#### SET TASKS
**a)** List every title the review of the X-Statix storyline below gives for that storyline or one of its versions.
**b)** In two sentences, summarize the review of the X-Statix storyline that follows.

#### SOURCE DOCUMENT
+ + +
This is part one of "Back From The Dead",
the storyline that was originally meant to see print as "Di
Another Day." In the original version, the idea was that
Princess Diana would come back from the dead due to her
hitherto unnoticed mutant powers, and would end up joining X-Statix.
Since X-Statix are all about celebrity and self-promotion, she
would have fitted in rather nicely. So the theory goes,
anyway.
To nobody's surprise, all of this proved
rather controversial. In fact, it proved so
controversial that the storyline was vetoed from on high and,
if you believe some versions of the rumours, may have been one
of the factors that cost Bill Jemas his job. However,
for all its deliberate tackiness, the story clearly had an
arguable artistic point, besides which they couldn't really
scrap it because they didn't have anything else to run in its
place. So here we have "Di Another Day: Redacted version
2.1"
The original announcement was that the
story would be altered so that Diana would be replaced by a
generic princess. Even that has now gone out the window.
The role is now occupied by aristocratic pop singer Henrietta
Hunter. Since most of the issue appears to be the
product of dialogue rewrites and art fixes (aside from a
couple of new origin pages at the beginning, they've just put
Diana in a wig), we have a problem. The plot was not
written for a pop singer. And as published, the story
doesn't work.
My guess, by the way, was that the original
plan was to replace Diana with a hybrid character based in
part on Princess Stephanie of Monaco. Stephanie did in
fact pursue a pop career with some success in mainland Europe.
As another bizarre celebrity figure, she wouldn't have been
too out of place in this series either, albeit that she would
have called for a drastically different plot.
But we have to make do with what actually
sees print. And using a pop singer in the Diana role
creates tremendous problems. Everyone is left horribly
undermotivated. There is no obvious reason why the
establishment in her home country of Europa would be so
desperate to get rid of her. Nor is there any apparent
reason why the public would be so devotedly obsessed with a
character who, as written, is closer to Sophie Ellis-Bextor
than Diana.
+ + +
#### SOURCE EXCERPT
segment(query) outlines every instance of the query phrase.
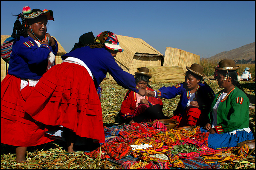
+ + +
#### TASK RESPONSES
**a)**
- "Back From The Dead"
- "Di Another Day"
- "Di Another Day: Redacted version 2.1"

**b)** The storyline "Di Another Day," in which Princess Diana was to return from the dead through mutant powers and join X-Statix, was vetoed as too controversial but could not be scrapped, so it ran with her role taken by aristocratic pop singer Henrietta Hunter, mostly through dialogue rewrites and art fixes. The review argues that the plot was not written for a pop singer and does not work as published, leaving everyone undermotivated with no apparent reason for the establishment's wish to get rid of her or the public's obsession with her.